▶ [Task description]: Put the lines below, from the line with "Practice step: put one dot on every instance of the index" through the line with "Target: forearm", into a numbered list, including both of those lines and leaving out any blank lines.

Start of Entries provided

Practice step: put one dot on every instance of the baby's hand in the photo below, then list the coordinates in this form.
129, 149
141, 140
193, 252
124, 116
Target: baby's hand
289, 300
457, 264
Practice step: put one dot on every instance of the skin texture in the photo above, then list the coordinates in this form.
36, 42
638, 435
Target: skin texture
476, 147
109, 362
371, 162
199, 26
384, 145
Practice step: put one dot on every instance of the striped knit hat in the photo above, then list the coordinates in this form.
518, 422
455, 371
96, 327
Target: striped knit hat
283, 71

End of Entries provided
Start of Entries provided

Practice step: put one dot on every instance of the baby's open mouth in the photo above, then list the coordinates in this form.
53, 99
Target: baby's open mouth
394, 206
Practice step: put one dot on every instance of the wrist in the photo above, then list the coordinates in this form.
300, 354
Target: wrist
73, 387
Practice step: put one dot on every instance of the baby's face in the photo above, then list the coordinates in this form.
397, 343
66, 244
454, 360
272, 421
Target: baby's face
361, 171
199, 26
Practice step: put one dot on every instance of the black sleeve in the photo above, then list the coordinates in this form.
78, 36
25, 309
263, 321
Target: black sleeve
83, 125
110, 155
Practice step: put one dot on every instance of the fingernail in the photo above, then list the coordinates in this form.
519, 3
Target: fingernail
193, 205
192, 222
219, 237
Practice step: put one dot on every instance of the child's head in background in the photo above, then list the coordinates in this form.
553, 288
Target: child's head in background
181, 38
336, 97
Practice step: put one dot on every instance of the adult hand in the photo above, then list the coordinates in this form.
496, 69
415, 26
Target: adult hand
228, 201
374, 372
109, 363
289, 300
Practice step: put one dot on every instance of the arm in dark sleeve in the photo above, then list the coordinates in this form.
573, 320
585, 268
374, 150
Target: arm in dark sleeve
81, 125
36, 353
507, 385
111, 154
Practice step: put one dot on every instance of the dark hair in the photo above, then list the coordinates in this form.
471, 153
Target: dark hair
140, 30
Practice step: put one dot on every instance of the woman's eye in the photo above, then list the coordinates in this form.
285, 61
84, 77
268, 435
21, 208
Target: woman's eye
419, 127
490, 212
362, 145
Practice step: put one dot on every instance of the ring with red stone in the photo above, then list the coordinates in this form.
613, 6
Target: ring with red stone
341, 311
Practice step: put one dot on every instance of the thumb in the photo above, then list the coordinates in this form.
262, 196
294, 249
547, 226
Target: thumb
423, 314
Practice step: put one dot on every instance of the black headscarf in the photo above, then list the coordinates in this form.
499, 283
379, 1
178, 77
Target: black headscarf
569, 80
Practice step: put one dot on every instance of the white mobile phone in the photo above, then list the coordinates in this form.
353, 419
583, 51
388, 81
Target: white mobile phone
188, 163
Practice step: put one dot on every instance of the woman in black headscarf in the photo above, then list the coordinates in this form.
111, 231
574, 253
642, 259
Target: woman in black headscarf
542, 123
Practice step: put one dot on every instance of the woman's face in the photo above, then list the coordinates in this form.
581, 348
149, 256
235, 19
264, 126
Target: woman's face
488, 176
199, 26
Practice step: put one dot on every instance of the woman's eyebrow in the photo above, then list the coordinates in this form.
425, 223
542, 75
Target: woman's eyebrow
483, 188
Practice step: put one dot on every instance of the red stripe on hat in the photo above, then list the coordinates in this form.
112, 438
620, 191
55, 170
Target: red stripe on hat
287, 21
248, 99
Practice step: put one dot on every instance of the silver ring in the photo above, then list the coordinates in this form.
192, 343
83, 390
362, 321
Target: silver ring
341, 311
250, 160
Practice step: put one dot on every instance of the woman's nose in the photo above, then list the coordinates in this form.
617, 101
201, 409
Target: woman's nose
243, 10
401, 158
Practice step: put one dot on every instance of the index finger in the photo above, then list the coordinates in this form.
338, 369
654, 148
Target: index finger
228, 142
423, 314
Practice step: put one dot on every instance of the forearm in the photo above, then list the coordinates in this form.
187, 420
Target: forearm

End of Entries provided
Start of Entries provided

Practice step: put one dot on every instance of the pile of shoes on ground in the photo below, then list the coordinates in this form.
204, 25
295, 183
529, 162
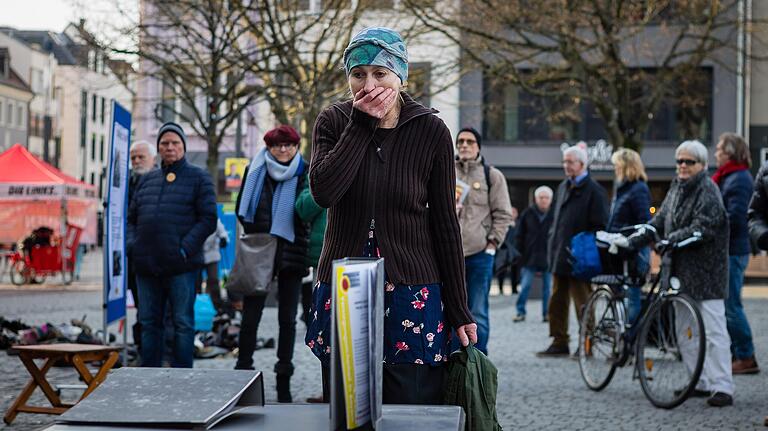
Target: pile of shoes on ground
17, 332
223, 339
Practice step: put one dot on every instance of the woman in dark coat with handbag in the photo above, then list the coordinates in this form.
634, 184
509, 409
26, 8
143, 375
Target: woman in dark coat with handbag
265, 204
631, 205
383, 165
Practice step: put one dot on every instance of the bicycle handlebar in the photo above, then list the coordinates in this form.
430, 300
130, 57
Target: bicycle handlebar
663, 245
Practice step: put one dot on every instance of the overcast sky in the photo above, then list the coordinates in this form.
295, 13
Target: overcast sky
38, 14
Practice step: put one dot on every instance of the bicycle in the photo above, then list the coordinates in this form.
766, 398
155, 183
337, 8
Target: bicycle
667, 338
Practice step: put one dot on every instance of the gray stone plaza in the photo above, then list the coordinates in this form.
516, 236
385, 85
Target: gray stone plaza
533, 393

End of Entries provided

▶ [Complete response]:
1. Practice step: put one dot on every instance of the index finger in the photo above, then list the coordinates in this form.
2. 338, 369
3. 654, 148
4. Target: index finger
5. 228, 142
6. 423, 314
7. Practice step: put one dot on every instance of the forearm in the photo above, then list the coordinates in this form.
8. 187, 420
9. Target: forearm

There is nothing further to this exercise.